» **EXERCISE INSTRUCTIONS**:
Find each line below containing the word "task" and copy it.

» **SUPPLIED RECORDS**:
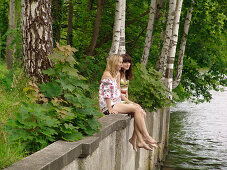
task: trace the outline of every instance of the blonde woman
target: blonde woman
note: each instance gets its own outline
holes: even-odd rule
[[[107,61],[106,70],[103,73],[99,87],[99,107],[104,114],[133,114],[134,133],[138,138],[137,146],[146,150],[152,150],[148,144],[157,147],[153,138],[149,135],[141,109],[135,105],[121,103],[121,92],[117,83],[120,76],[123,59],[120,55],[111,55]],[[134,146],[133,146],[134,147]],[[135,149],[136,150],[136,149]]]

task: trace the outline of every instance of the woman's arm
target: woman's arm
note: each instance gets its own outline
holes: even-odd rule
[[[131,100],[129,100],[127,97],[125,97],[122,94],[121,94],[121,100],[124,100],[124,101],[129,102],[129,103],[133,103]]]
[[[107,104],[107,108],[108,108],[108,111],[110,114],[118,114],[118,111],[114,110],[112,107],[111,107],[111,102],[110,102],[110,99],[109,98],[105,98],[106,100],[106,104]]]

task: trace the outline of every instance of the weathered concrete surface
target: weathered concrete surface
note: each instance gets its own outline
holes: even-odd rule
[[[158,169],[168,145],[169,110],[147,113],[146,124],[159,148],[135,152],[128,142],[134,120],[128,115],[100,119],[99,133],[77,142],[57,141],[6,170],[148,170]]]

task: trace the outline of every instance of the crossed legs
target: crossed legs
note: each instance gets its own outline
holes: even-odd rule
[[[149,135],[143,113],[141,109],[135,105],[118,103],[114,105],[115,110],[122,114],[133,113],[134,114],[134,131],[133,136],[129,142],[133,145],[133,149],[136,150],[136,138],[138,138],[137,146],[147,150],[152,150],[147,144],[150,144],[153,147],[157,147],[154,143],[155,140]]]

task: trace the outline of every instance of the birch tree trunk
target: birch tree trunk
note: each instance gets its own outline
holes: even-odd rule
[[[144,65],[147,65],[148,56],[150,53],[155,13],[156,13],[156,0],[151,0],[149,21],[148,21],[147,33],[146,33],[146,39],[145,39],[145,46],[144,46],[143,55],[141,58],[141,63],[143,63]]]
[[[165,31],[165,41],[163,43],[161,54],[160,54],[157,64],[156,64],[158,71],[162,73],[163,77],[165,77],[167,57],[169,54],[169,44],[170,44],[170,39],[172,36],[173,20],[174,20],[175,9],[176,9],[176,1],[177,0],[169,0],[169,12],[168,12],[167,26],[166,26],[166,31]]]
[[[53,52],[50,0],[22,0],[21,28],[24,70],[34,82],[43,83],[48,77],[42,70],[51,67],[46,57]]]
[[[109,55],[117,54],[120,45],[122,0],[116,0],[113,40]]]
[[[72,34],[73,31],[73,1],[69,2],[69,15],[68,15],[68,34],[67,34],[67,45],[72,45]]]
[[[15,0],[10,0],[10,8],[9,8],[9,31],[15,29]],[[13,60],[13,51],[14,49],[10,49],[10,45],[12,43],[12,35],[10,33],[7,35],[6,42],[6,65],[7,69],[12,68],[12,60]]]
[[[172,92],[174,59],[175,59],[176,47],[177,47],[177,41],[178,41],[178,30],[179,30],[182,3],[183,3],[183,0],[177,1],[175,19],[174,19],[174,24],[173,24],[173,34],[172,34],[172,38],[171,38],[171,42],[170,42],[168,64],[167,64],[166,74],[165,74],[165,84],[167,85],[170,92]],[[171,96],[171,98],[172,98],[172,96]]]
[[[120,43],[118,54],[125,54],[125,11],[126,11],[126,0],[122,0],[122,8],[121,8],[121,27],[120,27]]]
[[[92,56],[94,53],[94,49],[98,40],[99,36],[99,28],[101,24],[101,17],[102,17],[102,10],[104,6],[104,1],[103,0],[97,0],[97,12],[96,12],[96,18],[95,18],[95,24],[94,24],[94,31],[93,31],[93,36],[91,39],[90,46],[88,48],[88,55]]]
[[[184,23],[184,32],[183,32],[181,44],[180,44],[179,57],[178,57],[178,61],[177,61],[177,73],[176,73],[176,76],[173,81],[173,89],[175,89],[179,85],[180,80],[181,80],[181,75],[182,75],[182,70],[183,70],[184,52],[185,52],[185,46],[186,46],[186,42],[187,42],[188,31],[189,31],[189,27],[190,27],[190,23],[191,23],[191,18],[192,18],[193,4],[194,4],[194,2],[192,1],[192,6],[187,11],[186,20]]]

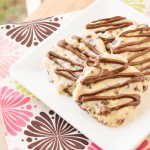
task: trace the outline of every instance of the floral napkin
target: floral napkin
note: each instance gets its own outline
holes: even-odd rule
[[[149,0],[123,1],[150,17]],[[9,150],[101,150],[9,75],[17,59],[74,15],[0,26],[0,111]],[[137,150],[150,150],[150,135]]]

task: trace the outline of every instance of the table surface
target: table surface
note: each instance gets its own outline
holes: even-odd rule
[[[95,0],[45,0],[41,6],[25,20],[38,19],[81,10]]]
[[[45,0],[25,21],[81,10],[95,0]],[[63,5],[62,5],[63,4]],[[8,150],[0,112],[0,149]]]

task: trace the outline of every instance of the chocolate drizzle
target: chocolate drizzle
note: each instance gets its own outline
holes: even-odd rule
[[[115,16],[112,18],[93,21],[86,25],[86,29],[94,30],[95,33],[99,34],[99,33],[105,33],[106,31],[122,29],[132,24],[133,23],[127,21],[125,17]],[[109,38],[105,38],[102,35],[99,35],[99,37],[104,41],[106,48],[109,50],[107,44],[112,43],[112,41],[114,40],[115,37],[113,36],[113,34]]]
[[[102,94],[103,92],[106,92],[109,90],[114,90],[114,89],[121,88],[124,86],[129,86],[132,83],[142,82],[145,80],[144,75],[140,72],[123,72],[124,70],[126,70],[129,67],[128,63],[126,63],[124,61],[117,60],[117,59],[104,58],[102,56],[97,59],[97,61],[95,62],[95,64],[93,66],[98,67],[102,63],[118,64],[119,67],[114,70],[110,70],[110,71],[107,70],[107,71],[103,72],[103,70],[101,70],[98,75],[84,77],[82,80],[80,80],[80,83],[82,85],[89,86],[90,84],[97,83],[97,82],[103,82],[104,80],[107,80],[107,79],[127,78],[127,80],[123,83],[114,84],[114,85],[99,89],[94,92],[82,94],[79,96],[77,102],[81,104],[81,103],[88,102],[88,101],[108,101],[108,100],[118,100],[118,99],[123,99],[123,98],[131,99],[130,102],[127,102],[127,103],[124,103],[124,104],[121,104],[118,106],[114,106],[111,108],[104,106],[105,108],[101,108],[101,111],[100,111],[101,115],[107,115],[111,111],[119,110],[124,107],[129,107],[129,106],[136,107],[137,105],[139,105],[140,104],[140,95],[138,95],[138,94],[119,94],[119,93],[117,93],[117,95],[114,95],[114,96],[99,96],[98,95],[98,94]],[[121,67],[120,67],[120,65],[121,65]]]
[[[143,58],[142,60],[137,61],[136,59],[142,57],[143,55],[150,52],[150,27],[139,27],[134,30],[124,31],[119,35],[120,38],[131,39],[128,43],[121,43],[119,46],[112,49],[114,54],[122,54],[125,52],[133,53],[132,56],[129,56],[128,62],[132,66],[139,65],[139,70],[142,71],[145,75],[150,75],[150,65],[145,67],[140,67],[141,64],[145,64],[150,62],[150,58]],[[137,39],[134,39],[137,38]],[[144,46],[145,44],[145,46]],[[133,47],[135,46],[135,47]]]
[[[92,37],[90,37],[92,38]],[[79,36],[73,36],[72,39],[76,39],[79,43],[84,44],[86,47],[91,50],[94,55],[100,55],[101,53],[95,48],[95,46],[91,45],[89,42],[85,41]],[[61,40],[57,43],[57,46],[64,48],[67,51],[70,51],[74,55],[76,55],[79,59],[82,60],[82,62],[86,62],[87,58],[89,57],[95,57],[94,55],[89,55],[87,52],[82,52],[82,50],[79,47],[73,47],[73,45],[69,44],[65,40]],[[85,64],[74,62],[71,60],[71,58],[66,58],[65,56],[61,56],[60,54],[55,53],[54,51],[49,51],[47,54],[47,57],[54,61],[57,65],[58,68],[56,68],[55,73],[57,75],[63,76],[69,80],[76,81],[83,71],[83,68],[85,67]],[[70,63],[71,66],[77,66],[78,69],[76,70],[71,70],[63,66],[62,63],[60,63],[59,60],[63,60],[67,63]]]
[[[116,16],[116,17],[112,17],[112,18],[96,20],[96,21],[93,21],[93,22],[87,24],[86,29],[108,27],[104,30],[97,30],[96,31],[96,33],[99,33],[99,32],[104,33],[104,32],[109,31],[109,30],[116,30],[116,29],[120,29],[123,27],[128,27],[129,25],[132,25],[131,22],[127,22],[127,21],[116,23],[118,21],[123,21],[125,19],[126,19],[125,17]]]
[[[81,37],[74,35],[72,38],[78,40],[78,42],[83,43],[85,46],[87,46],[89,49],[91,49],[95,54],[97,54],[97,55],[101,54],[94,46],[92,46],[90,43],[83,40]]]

» **RESPONSE**:
task: trace the outline of every instance of the blonde woman
task: trace the outline of every instance of the woman's arm
task: trace the outline of every instance of the weathered concrete surface
task: trace the outline of every instance of the crossed legs
task: trace the outline of every instance of the birch tree trunk
task: trace the outline of every instance of the floral napkin
task: trace the outline of every instance of the table surface
task: trace the outline of every instance of the chocolate drizzle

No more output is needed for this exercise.